Task goal.
Output all entries below exactly as they are given.

Data items.
-- Opening Marker --
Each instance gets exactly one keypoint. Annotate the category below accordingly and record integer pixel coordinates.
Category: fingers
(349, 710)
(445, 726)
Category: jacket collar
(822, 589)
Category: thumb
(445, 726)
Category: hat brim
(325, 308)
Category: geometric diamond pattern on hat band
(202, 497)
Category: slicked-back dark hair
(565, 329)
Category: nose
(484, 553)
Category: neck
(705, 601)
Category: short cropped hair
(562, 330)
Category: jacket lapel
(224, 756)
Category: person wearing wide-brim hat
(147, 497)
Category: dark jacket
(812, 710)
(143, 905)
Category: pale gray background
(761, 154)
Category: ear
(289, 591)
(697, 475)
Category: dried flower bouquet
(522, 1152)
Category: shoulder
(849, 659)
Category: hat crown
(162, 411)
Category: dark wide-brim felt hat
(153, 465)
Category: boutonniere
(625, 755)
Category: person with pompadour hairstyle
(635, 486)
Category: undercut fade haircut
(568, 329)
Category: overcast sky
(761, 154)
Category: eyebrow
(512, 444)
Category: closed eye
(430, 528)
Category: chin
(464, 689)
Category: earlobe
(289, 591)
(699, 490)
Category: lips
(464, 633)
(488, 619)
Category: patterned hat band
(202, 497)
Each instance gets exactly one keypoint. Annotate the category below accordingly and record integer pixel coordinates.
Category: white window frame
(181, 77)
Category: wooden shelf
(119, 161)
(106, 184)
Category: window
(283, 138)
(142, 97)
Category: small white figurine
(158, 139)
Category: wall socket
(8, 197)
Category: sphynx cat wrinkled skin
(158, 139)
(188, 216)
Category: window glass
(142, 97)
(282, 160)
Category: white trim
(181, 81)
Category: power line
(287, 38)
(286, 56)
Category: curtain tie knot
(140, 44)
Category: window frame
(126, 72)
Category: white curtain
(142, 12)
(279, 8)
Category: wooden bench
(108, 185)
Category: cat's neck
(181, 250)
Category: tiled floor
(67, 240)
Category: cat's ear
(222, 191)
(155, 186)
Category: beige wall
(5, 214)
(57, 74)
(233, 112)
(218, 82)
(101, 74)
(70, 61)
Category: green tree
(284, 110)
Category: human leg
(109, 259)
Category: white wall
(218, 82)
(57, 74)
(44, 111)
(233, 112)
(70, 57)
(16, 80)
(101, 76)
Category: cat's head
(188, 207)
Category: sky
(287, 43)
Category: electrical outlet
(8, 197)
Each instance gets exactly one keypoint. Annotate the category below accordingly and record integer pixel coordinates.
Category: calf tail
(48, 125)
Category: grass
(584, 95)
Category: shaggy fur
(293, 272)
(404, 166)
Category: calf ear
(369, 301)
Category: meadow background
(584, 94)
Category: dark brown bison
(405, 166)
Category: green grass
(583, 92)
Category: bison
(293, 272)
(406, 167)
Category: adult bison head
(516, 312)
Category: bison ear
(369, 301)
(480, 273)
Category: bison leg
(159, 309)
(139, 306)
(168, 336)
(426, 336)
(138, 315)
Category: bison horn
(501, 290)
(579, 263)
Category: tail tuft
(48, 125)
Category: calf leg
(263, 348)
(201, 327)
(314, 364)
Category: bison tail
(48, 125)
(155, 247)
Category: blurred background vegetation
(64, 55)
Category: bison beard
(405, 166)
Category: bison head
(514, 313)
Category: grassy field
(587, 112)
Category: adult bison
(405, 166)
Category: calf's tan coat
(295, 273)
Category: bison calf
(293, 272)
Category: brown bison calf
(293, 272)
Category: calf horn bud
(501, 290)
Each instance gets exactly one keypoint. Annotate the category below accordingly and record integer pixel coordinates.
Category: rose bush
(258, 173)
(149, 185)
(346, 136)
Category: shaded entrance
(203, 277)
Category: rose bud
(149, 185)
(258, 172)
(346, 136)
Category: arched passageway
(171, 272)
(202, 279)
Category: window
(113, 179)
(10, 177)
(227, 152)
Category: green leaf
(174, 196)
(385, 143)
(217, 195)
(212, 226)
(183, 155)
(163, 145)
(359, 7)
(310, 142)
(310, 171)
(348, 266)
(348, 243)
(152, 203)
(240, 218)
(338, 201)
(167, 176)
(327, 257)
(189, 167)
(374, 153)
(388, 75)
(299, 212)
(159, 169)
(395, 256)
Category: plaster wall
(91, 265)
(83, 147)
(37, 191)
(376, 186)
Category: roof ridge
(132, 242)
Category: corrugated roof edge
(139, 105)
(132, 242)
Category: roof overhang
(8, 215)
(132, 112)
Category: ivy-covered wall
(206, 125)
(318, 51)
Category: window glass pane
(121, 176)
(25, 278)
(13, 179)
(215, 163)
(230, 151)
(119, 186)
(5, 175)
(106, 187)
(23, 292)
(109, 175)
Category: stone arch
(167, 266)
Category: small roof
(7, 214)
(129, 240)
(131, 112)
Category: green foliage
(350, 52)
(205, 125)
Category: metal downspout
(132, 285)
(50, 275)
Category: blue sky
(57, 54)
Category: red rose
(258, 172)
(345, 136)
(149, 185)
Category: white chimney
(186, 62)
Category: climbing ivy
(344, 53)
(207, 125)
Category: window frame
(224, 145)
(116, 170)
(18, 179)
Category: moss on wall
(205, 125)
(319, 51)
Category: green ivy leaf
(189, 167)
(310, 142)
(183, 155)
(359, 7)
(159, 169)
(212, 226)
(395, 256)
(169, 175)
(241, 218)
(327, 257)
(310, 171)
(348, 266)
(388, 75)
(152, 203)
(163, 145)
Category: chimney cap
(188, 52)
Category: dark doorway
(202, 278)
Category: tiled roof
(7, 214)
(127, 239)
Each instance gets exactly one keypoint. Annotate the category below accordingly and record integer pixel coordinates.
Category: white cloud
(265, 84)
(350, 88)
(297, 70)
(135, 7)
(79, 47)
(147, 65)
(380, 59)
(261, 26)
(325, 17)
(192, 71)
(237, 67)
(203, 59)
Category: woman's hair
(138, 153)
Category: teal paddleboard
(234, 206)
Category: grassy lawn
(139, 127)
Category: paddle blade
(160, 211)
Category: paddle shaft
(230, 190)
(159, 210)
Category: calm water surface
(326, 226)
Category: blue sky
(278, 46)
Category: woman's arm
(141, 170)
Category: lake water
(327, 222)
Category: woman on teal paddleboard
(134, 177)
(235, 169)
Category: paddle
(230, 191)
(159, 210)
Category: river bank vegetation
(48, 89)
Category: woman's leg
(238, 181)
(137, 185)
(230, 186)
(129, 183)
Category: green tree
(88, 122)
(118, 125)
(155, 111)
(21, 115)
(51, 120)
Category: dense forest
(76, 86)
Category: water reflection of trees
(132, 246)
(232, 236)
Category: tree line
-- Closing Marker --
Reply.
Each instance gets exactly one keypoint. Annotate the category below accordingly and record integer pixel coordinates.
Category: fingers
(349, 710)
(445, 726)
Category: jacket collar
(822, 589)
Category: thumb
(445, 726)
Category: hat brim
(325, 308)
Category: geometric diamond pattern on hat band
(202, 497)
Category: slicked-back dark hair
(565, 329)
Category: nose
(484, 553)
Category: neck
(705, 601)
Category: short cropped hair
(562, 330)
Category: jacket lapel
(224, 756)
Category: person wearing wide-brim hat
(147, 497)
Category: dark jacket
(812, 710)
(143, 905)
Category: pale gray background
(761, 154)
Category: ear
(289, 591)
(697, 475)
Category: dried flower bouquet
(522, 1152)
Category: shoulder
(849, 659)
Category: hat crown
(162, 411)
Category: dark wide-brim felt hat
(153, 465)
Category: boutonniere
(625, 755)
Category: person with pompadour hairstyle
(635, 486)
Category: undercut fade haircut
(568, 329)
Category: overcast sky
(761, 154)
Category: eyebrow
(512, 444)
Category: closed eye
(430, 528)
Category: chin
(464, 689)
Category: earlobe
(289, 591)
(699, 490)
Category: lips
(464, 633)
(488, 619)
Category: patterned hat band
(202, 497)
Each instance gets exactly one keypoint. Annotate the category below accordingly and record integer pixel coordinates.
Category: white window frame
(181, 77)
Category: wooden shelf
(119, 161)
(106, 184)
Category: window
(283, 138)
(142, 97)
Category: small white figurine
(158, 139)
Category: wall socket
(8, 197)
Category: sphynx cat wrinkled skin
(158, 139)
(188, 216)
Category: window glass
(142, 97)
(282, 160)
Category: white trim
(181, 81)
Category: power line
(287, 38)
(286, 56)
Category: curtain tie knot
(140, 44)
Category: window frame
(126, 72)
Category: white curtain
(142, 12)
(279, 8)
Category: wooden bench
(108, 185)
Category: cat's neck
(181, 250)
Category: tiled floor
(67, 240)
Category: cat's ear
(222, 191)
(155, 186)
Category: beige wall
(5, 214)
(57, 74)
(233, 112)
(218, 82)
(101, 74)
(70, 61)
Category: green tree
(284, 110)
Category: human leg
(109, 259)
Category: white wall
(218, 82)
(57, 74)
(44, 111)
(233, 112)
(70, 57)
(16, 80)
(101, 76)
Category: cat's head
(188, 207)
Category: sky
(287, 43)
Category: electrical outlet
(8, 197)
Each instance gets exactly one keypoint. Annotate the category below accordingly and record integer pixel coordinates.
Category: calf tail
(48, 125)
Category: grass
(584, 95)
Category: shaggy fur
(293, 272)
(404, 166)
Category: calf ear
(369, 301)
Category: meadow background
(584, 94)
Category: dark brown bison
(405, 166)
Category: green grass
(583, 92)
Category: bison
(293, 272)
(406, 167)
Category: adult bison head
(516, 312)
Category: bison ear
(369, 301)
(480, 273)
Category: bison leg
(159, 309)
(139, 306)
(168, 336)
(426, 336)
(138, 315)
Category: bison horn
(501, 290)
(579, 263)
Category: tail tuft
(48, 125)
Category: calf leg
(263, 348)
(201, 327)
(314, 364)
Category: bison tail
(48, 125)
(155, 247)
Category: blurred background vegetation
(64, 55)
Category: bison beard
(405, 166)
Category: bison head
(514, 313)
Category: grassy field
(587, 112)
Category: adult bison
(405, 166)
Category: calf's tan coat
(295, 273)
Category: bison calf
(293, 272)
Category: brown bison calf
(293, 272)
Category: calf horn bud
(501, 290)
Each instance gets exactly one keypoint. Annotate the category below accordingly and record integer pixel coordinates.
Category: rose bush
(258, 173)
(149, 185)
(346, 136)
Category: shaded entrance
(203, 277)
Category: rose bud
(149, 185)
(258, 172)
(346, 136)
Category: arched passageway
(171, 272)
(202, 279)
Category: window
(113, 179)
(10, 177)
(227, 152)
Category: green leaf
(174, 196)
(385, 143)
(217, 195)
(212, 226)
(183, 155)
(163, 145)
(359, 7)
(310, 142)
(310, 171)
(348, 266)
(348, 243)
(152, 203)
(240, 218)
(338, 201)
(167, 176)
(327, 257)
(189, 167)
(374, 153)
(388, 75)
(299, 212)
(159, 169)
(395, 256)
Category: plaster wall
(91, 265)
(83, 147)
(37, 191)
(376, 186)
Category: roof ridge
(132, 242)
Category: corrugated roof edge
(139, 105)
(132, 242)
Category: roof overhang
(8, 215)
(132, 112)
Category: ivy-covered wall
(206, 125)
(318, 51)
Category: window glass pane
(121, 176)
(25, 278)
(13, 179)
(215, 163)
(230, 151)
(119, 186)
(5, 175)
(106, 187)
(23, 292)
(109, 175)
Category: stone arch
(167, 266)
Category: small roof
(7, 214)
(129, 240)
(131, 112)
Category: green foliage
(350, 52)
(205, 125)
Category: metal downspout
(132, 285)
(50, 275)
Category: blue sky
(57, 54)
Category: red rose
(258, 172)
(345, 136)
(149, 185)
Category: white chimney
(186, 62)
Category: climbing ivy
(344, 53)
(207, 125)
Category: window frame
(224, 145)
(116, 170)
(18, 179)
Category: moss on wall
(205, 125)
(319, 51)
Category: green ivy leaf
(189, 167)
(310, 142)
(183, 155)
(359, 7)
(159, 169)
(212, 226)
(395, 256)
(169, 175)
(241, 218)
(327, 257)
(310, 171)
(348, 266)
(388, 75)
(152, 203)
(163, 145)
Category: chimney cap
(188, 52)
Category: dark doorway
(202, 278)
Category: tiled roof
(7, 214)
(127, 239)
Each instance gets exactly one keypoint. Annotate the category below accordingly and record integer pixel coordinates.
Category: white cloud
(265, 84)
(350, 88)
(297, 70)
(135, 7)
(79, 47)
(147, 65)
(380, 59)
(261, 26)
(325, 17)
(192, 71)
(237, 67)
(203, 59)
Category: woman's hair
(138, 153)
Category: teal paddleboard
(234, 206)
Category: grassy lawn
(139, 127)
Category: paddle blade
(160, 211)
Category: paddle shaft
(230, 190)
(159, 210)
Category: calm water surface
(326, 226)
Category: blue sky
(278, 46)
Category: woman's arm
(141, 170)
Category: lake water
(327, 222)
Category: woman on teal paddleboard
(134, 177)
(235, 169)
Category: paddle
(230, 191)
(159, 210)
Category: river bank vegetation
(48, 89)
Category: woman's leg
(238, 181)
(137, 185)
(230, 186)
(129, 183)
Category: green tree
(88, 122)
(118, 125)
(155, 111)
(21, 115)
(51, 120)
Category: dense forest
(76, 86)
Category: water reflection of trees
(132, 246)
(232, 236)
Category: tree line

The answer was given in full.